**Given problem:**
Copy the part that opens with the line containing "Can you find the green" and closes at the end of the material, switching "ground cover plant" to "low shrub" and leaving everything else unchanged.

<<<<

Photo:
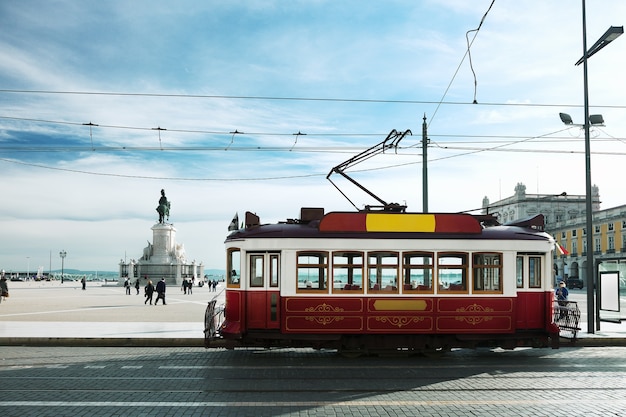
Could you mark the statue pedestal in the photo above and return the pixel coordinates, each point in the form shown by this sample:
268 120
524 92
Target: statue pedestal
163 258
164 241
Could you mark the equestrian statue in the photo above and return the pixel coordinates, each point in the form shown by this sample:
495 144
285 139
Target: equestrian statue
164 208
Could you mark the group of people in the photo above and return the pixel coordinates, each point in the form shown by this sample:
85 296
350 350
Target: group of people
4 288
187 287
149 290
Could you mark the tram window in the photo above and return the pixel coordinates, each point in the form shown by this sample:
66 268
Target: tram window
256 270
519 271
452 272
233 268
534 272
417 271
382 271
312 271
274 270
487 275
347 271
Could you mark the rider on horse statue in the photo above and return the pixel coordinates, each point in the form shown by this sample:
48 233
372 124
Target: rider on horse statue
164 207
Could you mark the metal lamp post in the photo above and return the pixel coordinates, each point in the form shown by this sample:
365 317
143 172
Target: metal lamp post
62 254
610 35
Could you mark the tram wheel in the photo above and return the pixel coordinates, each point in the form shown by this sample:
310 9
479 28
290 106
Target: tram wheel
434 353
351 354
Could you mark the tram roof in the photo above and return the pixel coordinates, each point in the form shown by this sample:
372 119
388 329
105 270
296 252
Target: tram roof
384 225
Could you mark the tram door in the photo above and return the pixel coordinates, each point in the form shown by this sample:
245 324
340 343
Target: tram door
263 295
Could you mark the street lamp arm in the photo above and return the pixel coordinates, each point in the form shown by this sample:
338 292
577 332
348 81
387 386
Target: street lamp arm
609 36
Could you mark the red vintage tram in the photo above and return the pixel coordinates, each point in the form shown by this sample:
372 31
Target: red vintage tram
384 279
370 281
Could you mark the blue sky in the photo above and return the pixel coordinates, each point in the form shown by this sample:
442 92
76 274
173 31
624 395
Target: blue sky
344 73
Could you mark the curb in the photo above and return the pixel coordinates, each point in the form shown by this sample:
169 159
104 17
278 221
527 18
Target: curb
199 342
101 342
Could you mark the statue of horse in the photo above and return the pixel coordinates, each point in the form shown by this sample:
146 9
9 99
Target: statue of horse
164 211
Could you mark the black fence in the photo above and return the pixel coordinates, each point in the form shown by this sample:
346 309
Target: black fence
567 317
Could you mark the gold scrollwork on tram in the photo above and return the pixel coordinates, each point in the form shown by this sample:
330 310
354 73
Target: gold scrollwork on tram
399 321
323 320
323 308
475 308
474 320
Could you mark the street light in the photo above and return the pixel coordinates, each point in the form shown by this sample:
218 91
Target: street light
610 35
62 254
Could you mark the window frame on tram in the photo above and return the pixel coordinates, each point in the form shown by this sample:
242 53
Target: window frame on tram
381 266
487 273
351 265
304 268
233 268
534 271
460 264
418 272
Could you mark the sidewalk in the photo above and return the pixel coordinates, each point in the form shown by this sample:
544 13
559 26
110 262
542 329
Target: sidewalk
51 313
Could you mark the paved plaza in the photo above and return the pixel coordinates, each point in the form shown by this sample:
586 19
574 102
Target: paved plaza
54 313
38 311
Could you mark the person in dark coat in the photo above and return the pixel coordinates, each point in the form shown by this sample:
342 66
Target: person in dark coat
160 291
149 290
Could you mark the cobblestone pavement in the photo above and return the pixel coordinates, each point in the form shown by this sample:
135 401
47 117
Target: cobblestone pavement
55 381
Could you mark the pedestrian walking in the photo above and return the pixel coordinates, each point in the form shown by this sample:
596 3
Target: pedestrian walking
149 291
160 291
4 288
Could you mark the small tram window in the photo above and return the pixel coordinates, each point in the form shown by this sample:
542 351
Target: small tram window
519 271
233 268
256 271
452 272
312 273
534 272
348 271
418 272
487 275
382 271
274 270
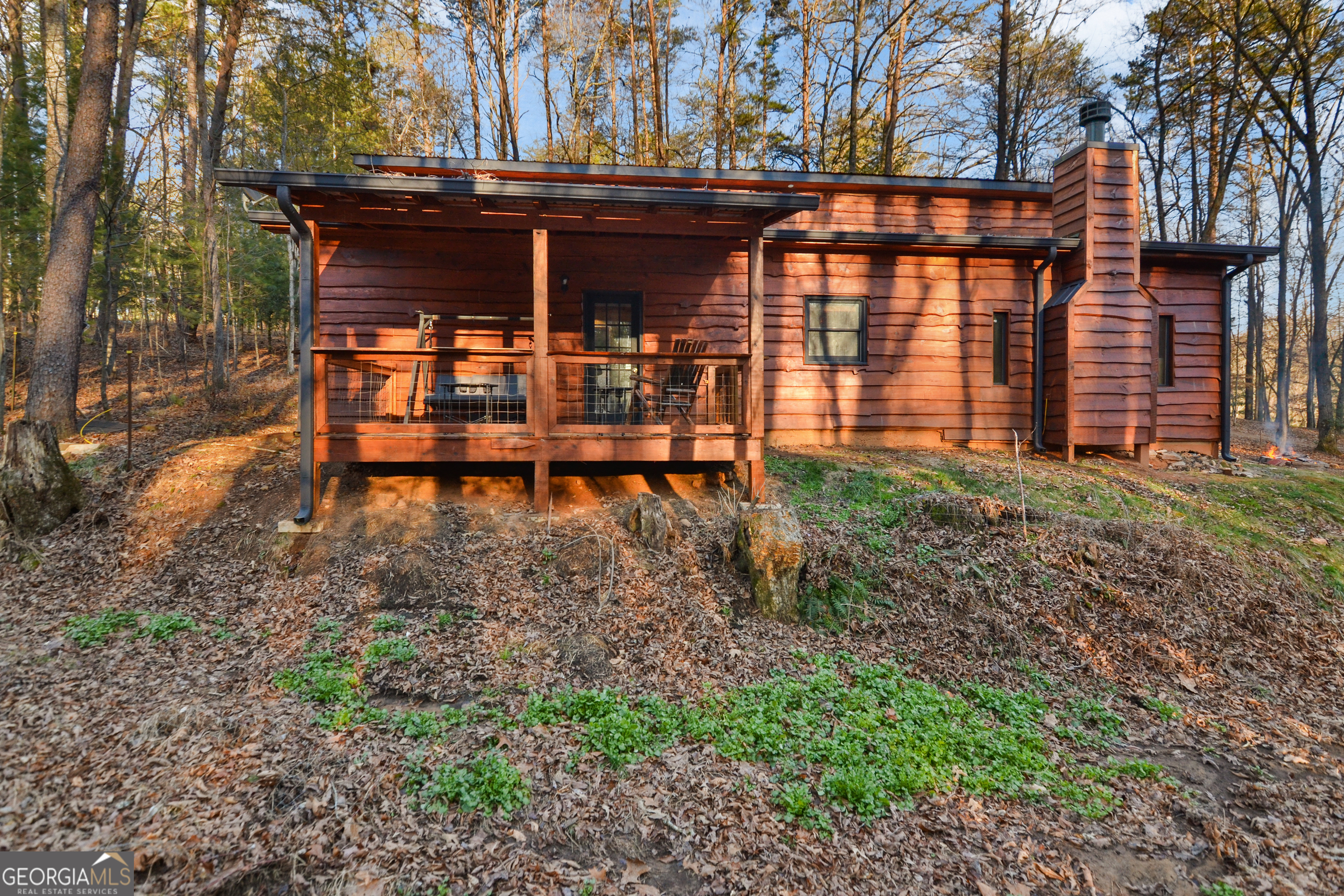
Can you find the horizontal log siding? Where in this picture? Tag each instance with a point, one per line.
(928, 216)
(1097, 195)
(1193, 296)
(931, 351)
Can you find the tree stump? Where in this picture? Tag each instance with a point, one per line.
(769, 548)
(37, 488)
(650, 520)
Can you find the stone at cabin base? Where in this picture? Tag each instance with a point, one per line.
(769, 548)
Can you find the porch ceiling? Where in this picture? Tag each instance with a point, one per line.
(385, 199)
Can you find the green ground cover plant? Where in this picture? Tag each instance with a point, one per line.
(487, 782)
(398, 649)
(388, 622)
(874, 736)
(94, 631)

>>>>

**Solution:**
Can you find the green low shrub? Where in this picture? Tag each instance with a point, one per line.
(487, 782)
(398, 649)
(388, 622)
(874, 736)
(94, 631)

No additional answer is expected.